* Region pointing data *
——————————

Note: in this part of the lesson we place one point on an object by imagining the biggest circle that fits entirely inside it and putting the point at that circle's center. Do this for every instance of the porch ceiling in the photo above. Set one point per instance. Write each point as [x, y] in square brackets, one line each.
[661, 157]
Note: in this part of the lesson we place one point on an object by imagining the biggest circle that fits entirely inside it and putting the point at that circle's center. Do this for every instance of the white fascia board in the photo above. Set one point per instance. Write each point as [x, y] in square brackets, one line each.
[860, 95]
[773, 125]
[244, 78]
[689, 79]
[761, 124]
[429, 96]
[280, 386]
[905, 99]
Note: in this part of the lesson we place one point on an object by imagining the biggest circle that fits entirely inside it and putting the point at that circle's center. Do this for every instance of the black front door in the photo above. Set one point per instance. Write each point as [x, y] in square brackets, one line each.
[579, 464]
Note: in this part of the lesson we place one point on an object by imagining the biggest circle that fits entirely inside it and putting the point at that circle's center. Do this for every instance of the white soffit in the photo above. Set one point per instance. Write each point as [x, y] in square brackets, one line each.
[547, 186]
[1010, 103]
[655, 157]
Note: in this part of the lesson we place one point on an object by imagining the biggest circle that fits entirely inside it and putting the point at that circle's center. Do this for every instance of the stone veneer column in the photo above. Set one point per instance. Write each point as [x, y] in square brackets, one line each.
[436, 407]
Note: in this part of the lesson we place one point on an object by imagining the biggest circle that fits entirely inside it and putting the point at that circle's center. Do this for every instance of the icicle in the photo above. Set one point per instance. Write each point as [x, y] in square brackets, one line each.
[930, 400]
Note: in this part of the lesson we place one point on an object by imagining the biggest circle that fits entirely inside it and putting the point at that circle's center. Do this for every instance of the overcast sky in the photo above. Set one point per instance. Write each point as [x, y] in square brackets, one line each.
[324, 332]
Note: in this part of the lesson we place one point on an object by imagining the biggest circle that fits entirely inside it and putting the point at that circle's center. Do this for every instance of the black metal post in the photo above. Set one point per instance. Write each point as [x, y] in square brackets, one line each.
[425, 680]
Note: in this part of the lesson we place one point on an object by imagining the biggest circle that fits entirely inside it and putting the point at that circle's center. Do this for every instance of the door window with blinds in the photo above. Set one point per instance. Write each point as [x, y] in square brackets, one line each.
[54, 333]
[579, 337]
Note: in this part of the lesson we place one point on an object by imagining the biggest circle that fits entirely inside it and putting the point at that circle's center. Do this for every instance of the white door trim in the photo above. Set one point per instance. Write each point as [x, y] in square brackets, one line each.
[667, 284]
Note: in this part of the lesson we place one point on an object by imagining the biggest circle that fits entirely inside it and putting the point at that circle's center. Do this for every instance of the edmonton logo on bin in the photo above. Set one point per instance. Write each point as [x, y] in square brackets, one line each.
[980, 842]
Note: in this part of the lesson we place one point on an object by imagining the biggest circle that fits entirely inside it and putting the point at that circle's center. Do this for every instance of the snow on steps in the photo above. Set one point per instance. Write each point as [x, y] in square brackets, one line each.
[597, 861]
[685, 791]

——————————

* WORK INSTRUCTIONS *
Could you set down every line above exactly as written?

* RESPONSE BOX *
Note: in this part of the lesson we place one point on an object by imagining the biggest circle that fits entirely inside it and putting the point at that circle's center. Do this for every instance of the porch ceiling in the photo above. Set one point per instance. Write each point as [x, y] in square brackets, one line each.
[661, 157]
Note: in this part of the lesson we place one point on an object by imagining the biggest circle that fits entirely inside it and putting the point at that circle's center. Do this for every instance of the white fascia board in the photo above. Set one point per instance. Write each point as [x, y] in square brackets, one line each.
[860, 95]
[773, 125]
[244, 78]
[689, 79]
[761, 124]
[429, 96]
[280, 386]
[905, 99]
Note: in this part of the lesson we place one point on an object by imagining the biggest circle that fits entirely inside it and putting the point at that circle's center. Do this for every instance of the black front door in the photo above. Set one point per instance. Write each point as [x, y] in square brackets, one line each.
[579, 464]
Note: in this part of the lesson we place one point on an object by imagining the biggest circle that fits entirely inside it and putting the point at that circle's center. Do this for every instance of the white soffit in the photo above. Set one point per instance. Write each point as [x, y] in square brackets, one line each.
[547, 186]
[1010, 103]
[655, 157]
Note: in this part of the lesson we place one point on an object by imagining the biggest circle that fits entirely inside it and putting the point at that circle's center. Do this for every instance of the stone veneer column in the photo above. Set one point per instance. Write each point as [x, y] in square brackets, one line each.
[436, 407]
Note: in this part of the lesson we place one point on an object by imagining the biggest circle that fits entirely inside it and putting the point at that circle's center. Do this for every instance of the icicle in the photo above. Set one point per instance. Write each point as [x, y] in square brackets, one line each.
[930, 400]
Note: in this part of the lesson we place one point on an object by imagining the biggest circle that fits entirely inside it and putting the point at that circle's center. Do this for every instance of the overcast sky in the photo above. Set one point per instance. Write each point as [x, y] in square brackets, one line each.
[324, 332]
Note: in this part of the lesson we place one point on an object by imagining the biggest circle that fits entirely inside it and putting the point at that circle's center. Do this for every instance of the black metal post in the photo above. Set one point per instance. Write each point as [x, y] in square brackets, one line each.
[425, 680]
Note: in this part of the lesson we place one point on an object by imagining the biggest circle that fits entirely inside it and putting the point at that circle's center. Do this for every instance of the door window with blinds in the photo above. Set one point per instance. Write each point as [x, y] in square brackets, one line each.
[54, 333]
[579, 337]
Note: in this part of the lesson we place one point on an object by imagining the biggest circle that fits entirely inside it and putting the point at that circle's center. Do this for every instance of the white door trim in the photo above. Set one point per instance. Write each point as [x, y] in square brackets, one line each.
[667, 284]
Note: in this part of the lesson we place one point on an object by imagining the biggest circle that fits entirely inside it and putting the point at that circle's center. Do this for every instance of the edmonton logo on bin in the photo above. Set one point per instance. Write each point as [x, y] in square brackets, one line each.
[980, 842]
Note: in this part of the lesson we place one point on an object by imagining the biggest circle that fits entirely inside it and putting the point at that circle's center. Do this for every instance of the snow on steps in the photo above. Set one point per instance. Write each point as [x, y] in square brackets, one line each.
[597, 861]
[685, 791]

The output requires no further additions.